What you are asked to do —
Copy the line with "box: [485, 233, 640, 389]" and all lines following it through the last line of the entries, exactly as written.

Data entries —
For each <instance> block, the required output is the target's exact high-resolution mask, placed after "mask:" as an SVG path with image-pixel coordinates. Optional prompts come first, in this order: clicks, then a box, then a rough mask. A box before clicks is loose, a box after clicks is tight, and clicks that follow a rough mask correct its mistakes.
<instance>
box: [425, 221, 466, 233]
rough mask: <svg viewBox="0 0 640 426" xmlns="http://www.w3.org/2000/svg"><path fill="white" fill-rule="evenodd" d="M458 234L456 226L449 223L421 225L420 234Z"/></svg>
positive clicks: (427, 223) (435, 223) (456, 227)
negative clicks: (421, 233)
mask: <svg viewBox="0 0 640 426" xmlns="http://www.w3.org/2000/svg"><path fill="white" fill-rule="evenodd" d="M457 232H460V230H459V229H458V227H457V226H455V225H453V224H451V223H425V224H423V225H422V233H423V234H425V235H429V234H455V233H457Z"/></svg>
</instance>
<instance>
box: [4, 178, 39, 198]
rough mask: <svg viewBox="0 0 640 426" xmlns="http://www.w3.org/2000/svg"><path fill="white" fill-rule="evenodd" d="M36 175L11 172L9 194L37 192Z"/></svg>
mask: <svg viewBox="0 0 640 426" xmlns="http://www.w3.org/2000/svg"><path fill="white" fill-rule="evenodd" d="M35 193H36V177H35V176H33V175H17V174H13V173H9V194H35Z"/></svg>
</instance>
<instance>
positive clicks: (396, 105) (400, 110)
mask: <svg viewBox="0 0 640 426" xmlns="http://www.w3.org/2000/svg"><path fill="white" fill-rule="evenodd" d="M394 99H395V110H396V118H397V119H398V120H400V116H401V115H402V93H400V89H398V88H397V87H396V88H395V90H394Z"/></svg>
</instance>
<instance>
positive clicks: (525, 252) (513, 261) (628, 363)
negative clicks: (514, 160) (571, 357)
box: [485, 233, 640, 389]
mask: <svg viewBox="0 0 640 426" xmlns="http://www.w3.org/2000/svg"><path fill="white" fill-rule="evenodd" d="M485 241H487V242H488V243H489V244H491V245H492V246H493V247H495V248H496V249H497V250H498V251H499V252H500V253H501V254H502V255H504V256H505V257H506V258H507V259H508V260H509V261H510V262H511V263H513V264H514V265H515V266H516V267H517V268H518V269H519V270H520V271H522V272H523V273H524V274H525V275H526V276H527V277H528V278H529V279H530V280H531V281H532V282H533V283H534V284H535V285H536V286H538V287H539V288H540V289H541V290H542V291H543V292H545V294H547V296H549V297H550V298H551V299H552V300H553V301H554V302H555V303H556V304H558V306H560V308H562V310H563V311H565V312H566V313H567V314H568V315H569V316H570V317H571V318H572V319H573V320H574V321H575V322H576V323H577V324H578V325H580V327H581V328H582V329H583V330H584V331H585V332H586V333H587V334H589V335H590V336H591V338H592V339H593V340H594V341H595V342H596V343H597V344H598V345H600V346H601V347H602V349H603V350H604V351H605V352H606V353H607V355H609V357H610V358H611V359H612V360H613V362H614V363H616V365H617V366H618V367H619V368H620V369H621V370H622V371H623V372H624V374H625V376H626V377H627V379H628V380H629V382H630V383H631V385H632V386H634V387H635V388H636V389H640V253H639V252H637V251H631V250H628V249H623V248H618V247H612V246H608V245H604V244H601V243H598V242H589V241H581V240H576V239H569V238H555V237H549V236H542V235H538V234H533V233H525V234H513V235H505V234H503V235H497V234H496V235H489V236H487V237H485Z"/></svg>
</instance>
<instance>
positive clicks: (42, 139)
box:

Answer for the task —
box: [485, 233, 640, 389]
mask: <svg viewBox="0 0 640 426" xmlns="http://www.w3.org/2000/svg"><path fill="white" fill-rule="evenodd" d="M485 241H487V242H488V243H489V244H491V245H492V246H493V247H495V248H496V249H497V250H498V251H499V252H500V253H501V254H502V255H504V256H505V257H506V258H507V259H508V260H509V261H510V262H511V263H513V264H514V265H515V266H516V267H517V268H518V269H519V270H520V271H522V272H523V273H524V274H525V275H526V276H527V277H528V278H529V279H530V280H531V281H532V282H533V283H534V284H535V285H536V286H538V287H539V288H540V289H541V290H542V291H543V292H545V294H547V296H549V297H550V298H551V299H552V300H553V301H554V302H555V303H556V304H558V306H560V308H562V310H563V311H565V312H566V313H567V314H568V315H569V316H570V317H571V318H572V319H573V320H574V321H575V322H576V323H577V324H578V325H580V327H581V328H582V329H583V330H584V331H585V332H586V333H587V334H589V335H590V336H591V338H592V339H593V340H594V341H595V342H596V343H597V344H598V345H600V346H601V347H602V349H603V350H604V351H605V352H606V353H607V355H609V357H610V358H611V359H612V360H613V362H614V363H616V365H617V366H618V367H619V368H620V369H621V370H622V371H623V372H624V374H625V376H626V377H627V379H628V380H629V382H630V383H631V385H632V386H634V387H635V388H636V389H640V253H639V252H637V251H631V250H628V249H623V248H618V247H612V246H608V245H604V244H601V243H598V242H589V241H581V240H576V239H569V238H555V237H549V236H542V235H538V234H533V233H525V234H513V235H505V234H503V235H497V234H496V235H489V236H487V237H485Z"/></svg>
</instance>
<instance>
positive clicks: (42, 139)
box:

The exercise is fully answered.